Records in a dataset
^^^^

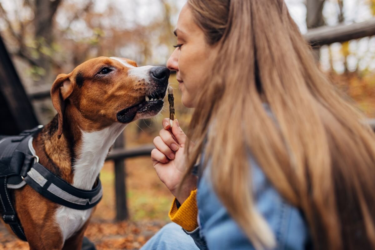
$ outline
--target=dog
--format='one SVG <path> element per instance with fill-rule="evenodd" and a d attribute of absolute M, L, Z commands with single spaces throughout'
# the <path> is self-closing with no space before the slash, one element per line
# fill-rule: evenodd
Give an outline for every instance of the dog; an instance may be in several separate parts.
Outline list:
<path fill-rule="evenodd" d="M 127 125 L 161 111 L 170 75 L 165 67 L 138 67 L 129 59 L 104 57 L 59 75 L 51 90 L 57 114 L 33 136 L 30 150 L 55 175 L 91 190 Z M 30 249 L 81 249 L 94 207 L 77 210 L 54 203 L 28 185 L 14 193 Z"/>

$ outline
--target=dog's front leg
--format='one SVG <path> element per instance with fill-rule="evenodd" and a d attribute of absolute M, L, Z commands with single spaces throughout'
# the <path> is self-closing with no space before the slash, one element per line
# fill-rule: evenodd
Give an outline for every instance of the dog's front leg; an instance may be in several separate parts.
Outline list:
<path fill-rule="evenodd" d="M 89 219 L 76 233 L 66 241 L 64 244 L 63 250 L 80 250 L 82 247 L 82 242 L 85 231 L 88 226 Z"/>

^^^^

Output every line of the entries above as a Markdown table with the columns "Row" and "Line", numbering the rows and skipping blank lines. Leave the pictures out.

| Row | Line |
|---|---|
| 1 | $ outline |
| 2 | --target=dog |
| 3 | --format='one SVG <path> element per instance with fill-rule="evenodd" and a d attribute of absolute M, L, Z commands with single spaces throughout' |
| 4 | # the <path> is self-closing with no space before the slash, one element per line |
| 5 | # fill-rule: evenodd |
| 6 | Give an outline for every instance of the dog; an instance may be in several separate parts. |
| 7 | Outline list: |
| 8 | <path fill-rule="evenodd" d="M 127 125 L 161 111 L 170 75 L 165 67 L 138 67 L 129 59 L 104 57 L 59 75 L 51 90 L 57 114 L 33 136 L 30 150 L 55 175 L 91 190 Z M 30 249 L 81 249 L 94 207 L 77 210 L 54 203 L 28 185 L 14 193 Z"/> |
| 9 | $ outline |
| 10 | --target=dog's front leg |
| 11 | --format='one SVG <path> element per instance with fill-rule="evenodd" and a d attribute of absolute M, L, Z commands with single spaces throughout' |
| 12 | # the <path> is self-closing with no space before the slash, one element per line |
| 13 | # fill-rule: evenodd |
| 14 | Give an outline for every instance of the dog's front leg; an instance may be in several separate parts. |
| 15 | Outline list: |
| 16 | <path fill-rule="evenodd" d="M 89 219 L 76 233 L 66 241 L 64 244 L 63 250 L 80 250 L 82 247 L 82 242 L 85 231 L 88 226 Z"/> |